### PASSAGE
I have a similar workflow with jj.

jj will start recording all of your changes as a real commit that it constantly rewrites as you edit files. You can write the log message for it up front or later. Think of it as an index that every change automatically gets staged to, except it’s just a commit, so instead of two concepts that work differently, you just have one. And you get the benefits of real commits, so for instance you can’t accidentally lose anything you staged that isn’t committed.

When you would create a branch and then stage changes with Git, what you would do in jj is split. The changes you don’t pick end up as the next auto-updating commit, and the changes you do pick use the log message you already set when you were working on them. So if you’ve got a bunch of changes you want to record as a series of commits, you just split however many times you want.

You don’t have to think about branching while you are doing this. The HEAD of master doesn’t automatically move when you are making these changes, so the effect is that you’re working on an anonymous branch already without having to create one. You can give it a name whenever you want by setting a bookmark. Or if you decide that the changes you make need to go into two branches, then you can add two bookmarks.

For instance, if you have:

A (master) => [changes]

Then [changes] is already a commit. Suppose you realise that you have fixed a bug and added a feature, but you want these as separate pull requests. You’d split, giving the bug fix a log message:

A (master) => B (bug fix) => [changes]

Then you’d give the feature a log message:

A (master) => B (bug fix) => C (feature)

### PROVIDED RECORDS
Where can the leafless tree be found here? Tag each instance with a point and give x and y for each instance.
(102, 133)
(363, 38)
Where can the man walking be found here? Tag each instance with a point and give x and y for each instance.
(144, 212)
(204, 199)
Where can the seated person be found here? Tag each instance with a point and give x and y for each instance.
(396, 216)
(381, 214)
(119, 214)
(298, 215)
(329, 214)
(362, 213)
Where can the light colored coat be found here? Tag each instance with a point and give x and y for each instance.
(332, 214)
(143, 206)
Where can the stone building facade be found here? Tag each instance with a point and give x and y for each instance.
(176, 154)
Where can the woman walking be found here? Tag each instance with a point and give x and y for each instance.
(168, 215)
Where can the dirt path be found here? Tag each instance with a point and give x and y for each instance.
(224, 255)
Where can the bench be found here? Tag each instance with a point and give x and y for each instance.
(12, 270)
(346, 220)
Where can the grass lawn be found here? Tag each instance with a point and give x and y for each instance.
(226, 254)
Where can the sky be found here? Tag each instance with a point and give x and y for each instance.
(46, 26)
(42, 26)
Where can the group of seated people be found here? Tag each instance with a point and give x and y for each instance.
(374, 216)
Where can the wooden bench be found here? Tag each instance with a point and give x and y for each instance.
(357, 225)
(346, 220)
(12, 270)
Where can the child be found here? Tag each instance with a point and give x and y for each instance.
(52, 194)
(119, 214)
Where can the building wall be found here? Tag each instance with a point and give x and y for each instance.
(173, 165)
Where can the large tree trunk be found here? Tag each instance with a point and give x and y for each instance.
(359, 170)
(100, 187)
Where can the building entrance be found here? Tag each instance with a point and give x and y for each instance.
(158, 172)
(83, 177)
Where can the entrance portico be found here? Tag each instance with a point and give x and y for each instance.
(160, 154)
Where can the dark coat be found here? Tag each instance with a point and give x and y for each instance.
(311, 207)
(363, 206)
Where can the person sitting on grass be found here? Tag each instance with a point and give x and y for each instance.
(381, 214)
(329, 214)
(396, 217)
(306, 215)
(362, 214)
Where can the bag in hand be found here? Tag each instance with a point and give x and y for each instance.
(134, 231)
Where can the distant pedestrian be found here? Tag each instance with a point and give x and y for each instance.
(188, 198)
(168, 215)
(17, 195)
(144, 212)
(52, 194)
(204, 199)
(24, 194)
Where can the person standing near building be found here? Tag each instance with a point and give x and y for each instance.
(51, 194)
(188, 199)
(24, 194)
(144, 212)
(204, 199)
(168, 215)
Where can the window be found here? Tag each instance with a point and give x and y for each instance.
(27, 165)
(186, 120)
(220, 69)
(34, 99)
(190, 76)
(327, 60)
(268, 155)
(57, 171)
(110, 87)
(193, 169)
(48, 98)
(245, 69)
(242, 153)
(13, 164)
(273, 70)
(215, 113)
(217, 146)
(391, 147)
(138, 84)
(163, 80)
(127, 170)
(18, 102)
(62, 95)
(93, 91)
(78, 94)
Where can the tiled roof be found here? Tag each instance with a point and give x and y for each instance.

### REQUIREMENT
Answer these about the passage on jj:
(a) In jj, what operation takes the place of creating a branch and staging changes with Git?
(b) When you split, where do the changes you don't pick end up?
(c) What do you set to give the anonymous branch a name?

### COMPLETE OUTPUT
(a) Split.
(b) In the next auto-updating commit.
(c) A bookmark.